----- Document passage

WASHINGTON, Nov. 15 (Xinhua) -- A study published on Thursday in the journal Cell revealed how "brown fat," a type of body fat known to generate heat when an animal is cold and generally believed to be "good" fat, interacted with gut hormone to signal your fullness during a meal.
Researchers from Germany and Finland demonstrated a connection between the gut, the brain, and brown tissue and uncovered a previously unknown role of the complex regulatory system in the control of food intake.
"The view of brown fat as a mere heater organ must be revised, and more attention needs to be directed towards its function in the control of hunger and satiation," said the paper's lead author Martin Klingenspor, chair of molecular nutritional medicine at the Technical University of Munich.
The gut hormone called secretin signals to the brain via the blood or through nerves activated in the small intestine during a meal.
In the mice study, scientists found that without the brown fat tissue, secretin couldn't produce the appetite suppression effect, suggesting that it is secretin's effect on brown fat that caused the feeling of fullness.

----------
----- Source information

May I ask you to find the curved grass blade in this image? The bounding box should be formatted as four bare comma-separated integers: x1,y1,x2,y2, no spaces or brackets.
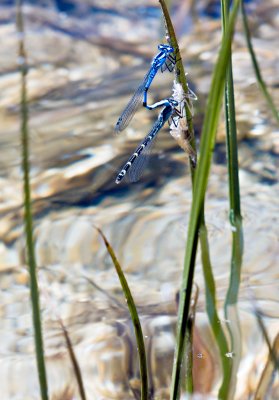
95,226,148,400
241,0,279,123
16,0,48,400
163,0,240,400
58,318,86,400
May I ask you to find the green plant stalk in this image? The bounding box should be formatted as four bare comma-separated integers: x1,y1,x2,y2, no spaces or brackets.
159,0,231,398
199,225,232,400
171,0,240,400
16,0,48,400
58,318,86,400
241,0,279,123
221,0,243,397
95,227,148,400
221,0,243,309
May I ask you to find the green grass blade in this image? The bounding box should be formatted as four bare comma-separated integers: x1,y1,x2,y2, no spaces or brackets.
199,220,232,399
221,0,243,397
159,0,234,398
16,0,48,400
95,227,148,400
241,0,279,123
171,0,242,400
58,318,86,400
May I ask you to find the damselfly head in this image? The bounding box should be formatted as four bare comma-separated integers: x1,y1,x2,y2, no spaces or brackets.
158,44,174,54
168,97,179,107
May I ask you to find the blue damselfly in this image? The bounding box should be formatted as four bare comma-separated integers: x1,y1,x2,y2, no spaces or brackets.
115,44,175,133
115,98,182,184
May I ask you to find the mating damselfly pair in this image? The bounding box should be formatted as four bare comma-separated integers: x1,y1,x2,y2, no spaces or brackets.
115,44,196,184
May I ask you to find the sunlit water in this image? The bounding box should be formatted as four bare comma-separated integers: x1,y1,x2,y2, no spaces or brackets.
0,0,279,400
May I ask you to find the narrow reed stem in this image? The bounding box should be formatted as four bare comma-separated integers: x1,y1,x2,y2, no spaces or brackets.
16,0,48,400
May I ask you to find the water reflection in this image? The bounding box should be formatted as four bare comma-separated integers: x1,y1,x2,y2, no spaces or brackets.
0,0,279,399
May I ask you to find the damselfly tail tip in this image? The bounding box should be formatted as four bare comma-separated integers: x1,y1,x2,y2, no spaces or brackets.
114,118,123,133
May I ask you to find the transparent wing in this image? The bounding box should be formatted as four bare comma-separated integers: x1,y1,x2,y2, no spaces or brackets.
115,70,150,133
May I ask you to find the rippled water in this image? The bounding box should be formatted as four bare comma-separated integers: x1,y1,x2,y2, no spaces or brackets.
0,0,279,400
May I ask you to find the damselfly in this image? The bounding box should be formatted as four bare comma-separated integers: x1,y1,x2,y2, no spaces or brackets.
115,98,181,184
115,44,175,133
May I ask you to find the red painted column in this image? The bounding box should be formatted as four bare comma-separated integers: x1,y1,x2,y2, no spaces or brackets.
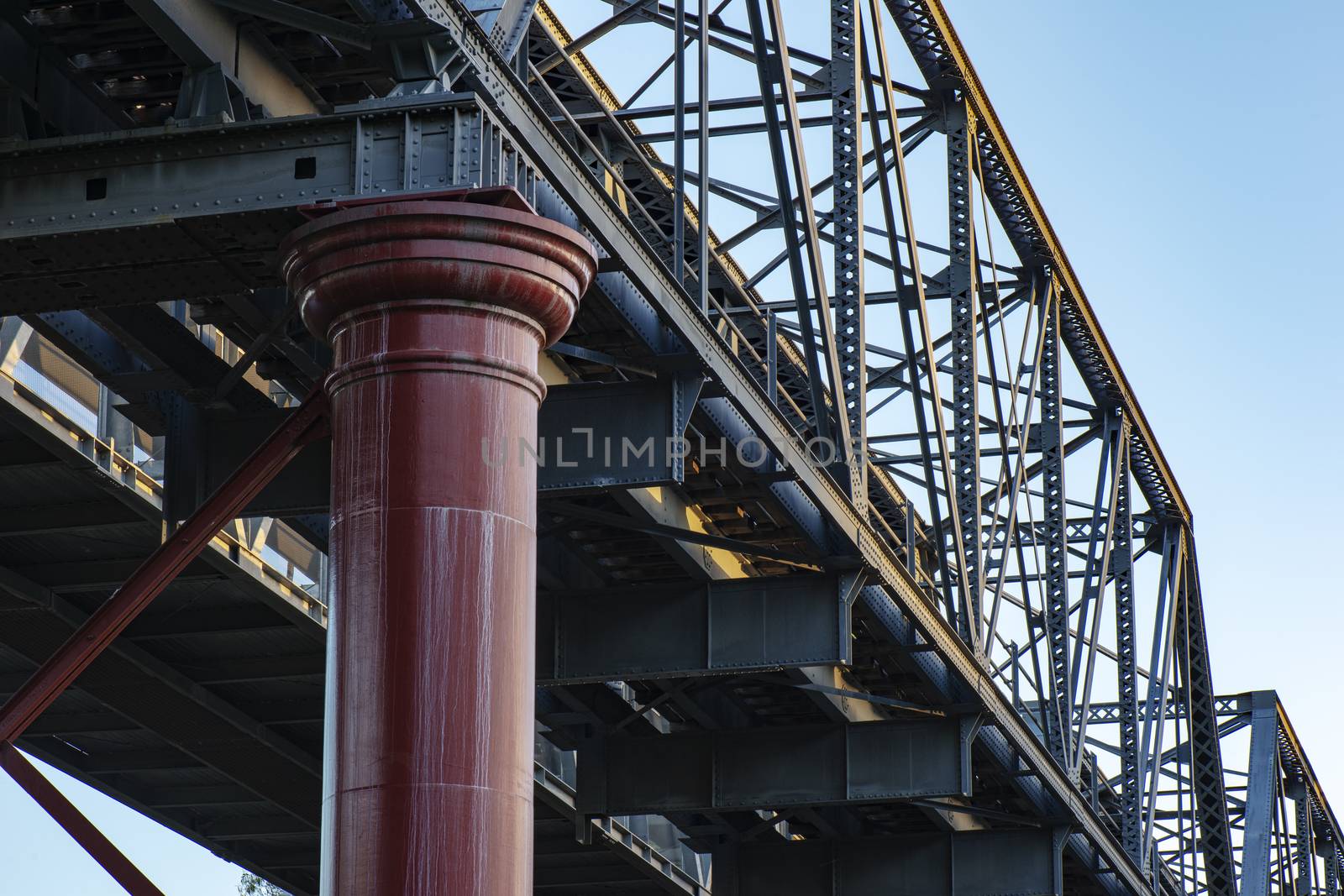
282,197,596,896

----------

*Exercises*.
[A] List every place name that appears in the brown fat news report.
[B] Extend the news report on brown fat and appetite with a few sentences that pick up after its final sentence.

*Written responses*.
[A] Washington, Germany, Finland, Munich

[B]
In another study with 17 human volunteers in Finland, brown-tissue oxygen consumption and fatty-acid uptake were measured in their blood after overnight fasting and 30-40 minutes after a meal.
Researchers found that higher levels of secretin in the subjects' blood corresponded to more metabolically active brown fat.
Klingenspor believed that brown fat's roles in controlling hunger and satiation made it a particularly attractive target for new approaches to treating obesity.
Targeting brown fat through secretin might hold promise for potential future nutritional or pharmacological interventions against obesity and metabolic disease, according to him.